**Problem details:** Would you print the whole listing again, word for word?

**Material provided:**
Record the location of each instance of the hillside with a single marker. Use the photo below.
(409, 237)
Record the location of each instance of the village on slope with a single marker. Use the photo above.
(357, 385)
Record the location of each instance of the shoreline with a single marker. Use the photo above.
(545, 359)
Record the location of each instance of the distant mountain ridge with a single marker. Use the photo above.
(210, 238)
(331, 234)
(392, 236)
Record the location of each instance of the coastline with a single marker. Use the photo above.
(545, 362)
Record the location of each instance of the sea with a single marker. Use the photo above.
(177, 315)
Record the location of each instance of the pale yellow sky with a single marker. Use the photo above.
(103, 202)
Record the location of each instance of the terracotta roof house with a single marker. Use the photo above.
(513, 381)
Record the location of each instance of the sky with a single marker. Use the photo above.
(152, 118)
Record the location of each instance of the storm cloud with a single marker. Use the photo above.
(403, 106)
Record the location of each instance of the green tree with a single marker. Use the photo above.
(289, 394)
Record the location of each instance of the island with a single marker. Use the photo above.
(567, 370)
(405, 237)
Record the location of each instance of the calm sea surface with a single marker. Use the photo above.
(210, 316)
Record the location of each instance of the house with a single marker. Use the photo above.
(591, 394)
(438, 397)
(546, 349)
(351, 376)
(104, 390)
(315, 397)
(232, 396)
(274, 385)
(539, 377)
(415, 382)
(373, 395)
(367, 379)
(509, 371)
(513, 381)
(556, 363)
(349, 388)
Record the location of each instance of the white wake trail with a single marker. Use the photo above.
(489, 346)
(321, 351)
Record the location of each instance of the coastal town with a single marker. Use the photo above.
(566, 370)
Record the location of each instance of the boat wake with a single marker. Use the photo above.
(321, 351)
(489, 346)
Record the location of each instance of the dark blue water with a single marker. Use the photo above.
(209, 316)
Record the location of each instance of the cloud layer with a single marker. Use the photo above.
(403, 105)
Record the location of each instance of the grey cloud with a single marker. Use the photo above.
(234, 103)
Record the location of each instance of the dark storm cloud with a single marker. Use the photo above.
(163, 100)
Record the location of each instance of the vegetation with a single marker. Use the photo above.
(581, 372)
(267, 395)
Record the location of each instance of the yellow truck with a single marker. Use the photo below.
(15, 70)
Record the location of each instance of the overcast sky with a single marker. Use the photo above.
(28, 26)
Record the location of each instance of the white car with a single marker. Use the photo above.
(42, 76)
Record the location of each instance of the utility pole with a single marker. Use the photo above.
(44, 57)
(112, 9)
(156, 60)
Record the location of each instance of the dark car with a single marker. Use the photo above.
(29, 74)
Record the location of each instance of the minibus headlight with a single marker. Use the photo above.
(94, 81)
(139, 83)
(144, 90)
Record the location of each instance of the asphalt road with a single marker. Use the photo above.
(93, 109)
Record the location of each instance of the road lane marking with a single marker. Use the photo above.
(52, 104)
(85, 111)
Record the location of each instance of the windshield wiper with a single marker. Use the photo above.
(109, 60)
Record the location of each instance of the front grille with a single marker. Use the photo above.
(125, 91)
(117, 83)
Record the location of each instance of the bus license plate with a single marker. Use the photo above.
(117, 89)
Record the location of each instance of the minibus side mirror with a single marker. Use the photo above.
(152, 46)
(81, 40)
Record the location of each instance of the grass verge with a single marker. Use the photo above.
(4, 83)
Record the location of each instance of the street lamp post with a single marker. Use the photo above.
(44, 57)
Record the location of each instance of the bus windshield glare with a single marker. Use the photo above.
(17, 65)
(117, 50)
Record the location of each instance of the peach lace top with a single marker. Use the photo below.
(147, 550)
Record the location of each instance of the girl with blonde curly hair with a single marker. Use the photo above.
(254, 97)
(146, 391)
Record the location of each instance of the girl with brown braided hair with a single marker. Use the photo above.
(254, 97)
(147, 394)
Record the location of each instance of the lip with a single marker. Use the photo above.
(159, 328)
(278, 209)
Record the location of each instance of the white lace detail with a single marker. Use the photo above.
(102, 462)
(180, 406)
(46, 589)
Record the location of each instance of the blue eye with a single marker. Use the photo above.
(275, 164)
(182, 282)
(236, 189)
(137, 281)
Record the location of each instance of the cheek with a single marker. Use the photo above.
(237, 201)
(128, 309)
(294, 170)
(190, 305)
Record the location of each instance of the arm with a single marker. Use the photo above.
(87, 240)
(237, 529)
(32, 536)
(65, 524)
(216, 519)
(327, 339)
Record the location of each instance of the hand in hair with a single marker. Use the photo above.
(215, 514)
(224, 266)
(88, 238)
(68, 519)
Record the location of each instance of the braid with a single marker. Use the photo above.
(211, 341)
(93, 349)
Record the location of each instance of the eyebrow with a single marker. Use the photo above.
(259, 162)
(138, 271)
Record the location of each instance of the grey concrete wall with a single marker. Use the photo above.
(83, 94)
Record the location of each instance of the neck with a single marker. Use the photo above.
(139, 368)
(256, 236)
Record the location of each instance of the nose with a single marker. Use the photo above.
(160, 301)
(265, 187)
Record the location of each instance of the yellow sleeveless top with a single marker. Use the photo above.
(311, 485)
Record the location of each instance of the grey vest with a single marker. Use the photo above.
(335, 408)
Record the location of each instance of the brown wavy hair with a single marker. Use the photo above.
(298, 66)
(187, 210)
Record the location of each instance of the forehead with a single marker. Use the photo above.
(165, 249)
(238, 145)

**Answer for the task:**
Record the location of each instance of the hillside with a single marker. Use the photo below.
(409, 237)
Record the location of each instance of the village on slope with a single marker. Use the photo above.
(357, 385)
Record the location of each instance of the shoreline with a single marker. Use the photo above.
(545, 359)
Record the location of each instance of the distant mountain ridge with a single marker. Use the photo above.
(210, 238)
(331, 234)
(392, 236)
Record the location of each instance of the coastline with a single marker. Use the photo above.
(545, 362)
Record the location of each instance of the sea with a single marker. Use the photo above.
(177, 315)
Record the location of each instance of the pale yellow sky with a single marker. Use the photo above.
(103, 202)
Record the location of each instance of the terracotta roof house with a single marker. Use the photo above.
(513, 381)
Record the location of each instance of the sky with a single marker. Use the photo above.
(152, 118)
Record the location of each instance of the storm cloud with a single marker. Use the photo above.
(403, 106)
Record the location of each instance of the green tree with a single marker. Use the photo above.
(289, 394)
Record the location of each instance of the island with a single marker. Use the photo above.
(567, 370)
(405, 237)
Record the location of each instance of the calm sea surface with a single marker. Use the photo above.
(210, 316)
Record the location of each instance of the house with a single marker. Use the photo above.
(591, 394)
(438, 397)
(546, 349)
(351, 376)
(104, 390)
(315, 397)
(232, 396)
(274, 385)
(539, 377)
(415, 382)
(373, 395)
(367, 379)
(509, 371)
(513, 381)
(556, 363)
(349, 388)
Record the location of each instance of the white wake trail with a single marker. Use the photo above.
(489, 346)
(321, 351)
Record the location of each instance of the coastal town with a single marker. Use the photo above.
(566, 370)
Record the location of each instance of the boat wake with a single marker. Use the photo above.
(321, 351)
(489, 346)
Record the location of each instance of the dark blue water with a single marker. Use the photo above.
(209, 316)
Record the location of each instance of the cloud layer with a single marker. Use the photo above.
(403, 105)
Record the location of each instance of the grey cloud with a single marker. Use the photo above.
(234, 103)
Record the location of each instance of the dark storm cloud with a single marker. Use the photo above.
(163, 100)
Record the location of each instance of the vegetation with a single marker. Use the photo above.
(581, 372)
(267, 395)
Record the location of each instance of the yellow truck with a single marker. Use the photo below.
(15, 70)
Record the location of each instance of the overcast sky with a single marker. Use the photo above.
(28, 26)
Record the location of each instance of the white car with a single marker. Use the photo above.
(42, 76)
Record the location of each instance of the utility pole with a single marker. Use the photo above.
(44, 57)
(112, 9)
(156, 60)
Record the location of each instance of the dark car with a single marker. Use the photo above.
(29, 74)
Record the location of each instance of the minibus headlight with a single marker. Use the photo above.
(94, 81)
(139, 83)
(144, 90)
Record the location of each instance of the asphalt road with a single marker. Use the photo above.
(93, 109)
Record the location of each instance of the road lane marking with a single marker. Use the photo above.
(52, 104)
(85, 111)
Record the location of each instance of the windshield wiper with a single marker. Use the photo above.
(109, 60)
Record the location of each instance of the front grille with a single marker. Use the photo above.
(125, 91)
(117, 83)
Record the location of each instance of the bus license plate with a single marker. Use the photo above.
(117, 89)
Record the location of each instance of the minibus side mirror with a single marker. Use the photo above.
(152, 46)
(81, 40)
Record the location of each instance of the grass verge with a single marker. Use the photo above.
(4, 83)
Record the location of each instance of the street lamp post with a single marker. Use the photo above.
(44, 57)
Record the location of each instance of the bus windshield glare with a single marker. Use the photo above.
(17, 65)
(117, 50)
Record the location of each instance of the peach lace top with a single marker. Use the photo below.
(147, 550)
Record the location of each instance of the girl with blonde curly hair with a single marker. Use the photo above.
(254, 97)
(146, 391)
Record the location of each instance of the girl with brown braided hair with a single marker. Use the photo above.
(254, 97)
(147, 394)
Record the location of each instance of the lip with a single marker. Use the photo above.
(159, 328)
(278, 209)
Record the location of each instance of the white lace detail with a single marker. Use the photo above.
(102, 462)
(180, 406)
(46, 589)
Record the location of each instance of the blue eye with a single marker. Use the photo above.
(275, 164)
(182, 282)
(236, 189)
(137, 281)
Record the location of each instance of the cheek with a single marker. Use the photo above.
(237, 201)
(128, 309)
(294, 170)
(190, 305)
Record the location of each instance of the arm with a single marker. Use the photo above.
(87, 240)
(237, 529)
(32, 536)
(65, 524)
(216, 519)
(327, 339)
Record the location of each instance of the hand in hair with a single marker. Use the photo above.
(215, 514)
(224, 266)
(88, 238)
(68, 519)
Record the location of each instance of the braid with a single marker. Use the photo above.
(211, 341)
(93, 349)
Record the location of each instance of the eyebrow with a single marker. Use the photo above.
(259, 162)
(138, 271)
Record the location of each instance of the grey concrete wall with a single marker. Use the photo above.
(83, 94)
Record the location of each instance of the neck with a single marker. Use the photo above.
(139, 368)
(256, 236)
Record the location of each instance of the nose with a single marker. Use the photo above.
(160, 301)
(265, 187)
Record the location of each instance of the yellow sleeveless top with a single marker. Use the photo above.
(311, 485)
Record the location of each instance of the grey vest with a single marker. Use the photo above.
(335, 408)
Record the location of each instance of the brown wavy hair with a single marker. Use the photo above.
(298, 66)
(187, 210)
Record the location of each instance of the forehead with a single marker. Use the photo above.
(165, 249)
(238, 145)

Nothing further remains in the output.